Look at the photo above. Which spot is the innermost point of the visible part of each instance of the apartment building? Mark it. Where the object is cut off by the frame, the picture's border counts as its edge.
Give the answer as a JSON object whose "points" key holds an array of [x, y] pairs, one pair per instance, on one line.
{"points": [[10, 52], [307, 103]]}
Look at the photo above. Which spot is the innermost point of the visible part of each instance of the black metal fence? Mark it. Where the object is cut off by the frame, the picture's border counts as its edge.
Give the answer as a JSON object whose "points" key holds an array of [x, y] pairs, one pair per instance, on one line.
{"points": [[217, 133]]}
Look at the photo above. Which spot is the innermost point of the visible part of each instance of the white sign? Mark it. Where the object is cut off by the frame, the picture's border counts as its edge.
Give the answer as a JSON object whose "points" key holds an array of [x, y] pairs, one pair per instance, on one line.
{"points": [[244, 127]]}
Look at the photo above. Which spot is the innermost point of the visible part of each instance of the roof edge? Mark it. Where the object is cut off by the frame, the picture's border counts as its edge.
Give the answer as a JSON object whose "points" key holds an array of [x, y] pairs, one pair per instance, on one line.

+---+

» Directive: Repeat each of the entries above precisely as given.

» Exercise result:
Look at the photo above. Which spot is the innermost point of the visible part of each instance of the apartment building? Mark it. Where the object is cut off by the frame, the picture's border counts as its edge.
Give the answer as a JSON object whose "points" key holds an array of [x, y] pairs, one pair per instance, on one line.
{"points": [[10, 52], [307, 103]]}
Look at the photo above. Which spot is the innermost point of the visible part of each instance of the black metal fence? Mark it. Where the object is cut off by the frame, the picture's border counts as its edge.
Give the answer as a JSON object whose "points" key holds an array of [x, y] pairs, one pair per instance, on one line.
{"points": [[217, 133]]}
Look at the photo above. Which spot is the innermost point of the visible part of each instance of the white sign? Mark it. Where the object is cut off by the frame, the picture's border counts as its edge.
Give the answer as a JSON object whose "points" key holds an array of [x, y] pairs, one pair per instance, on one line.
{"points": [[244, 127]]}
Look at the photo above. Which spot is the innermost point of the visible part of each instance of the roof edge? Mark it. Where the object is cut off by the frame, the picture's border counts as its edge.
Give the answer as a JSON object whose "points" key holds an array of [x, y] pairs, one pair per instance, on one line.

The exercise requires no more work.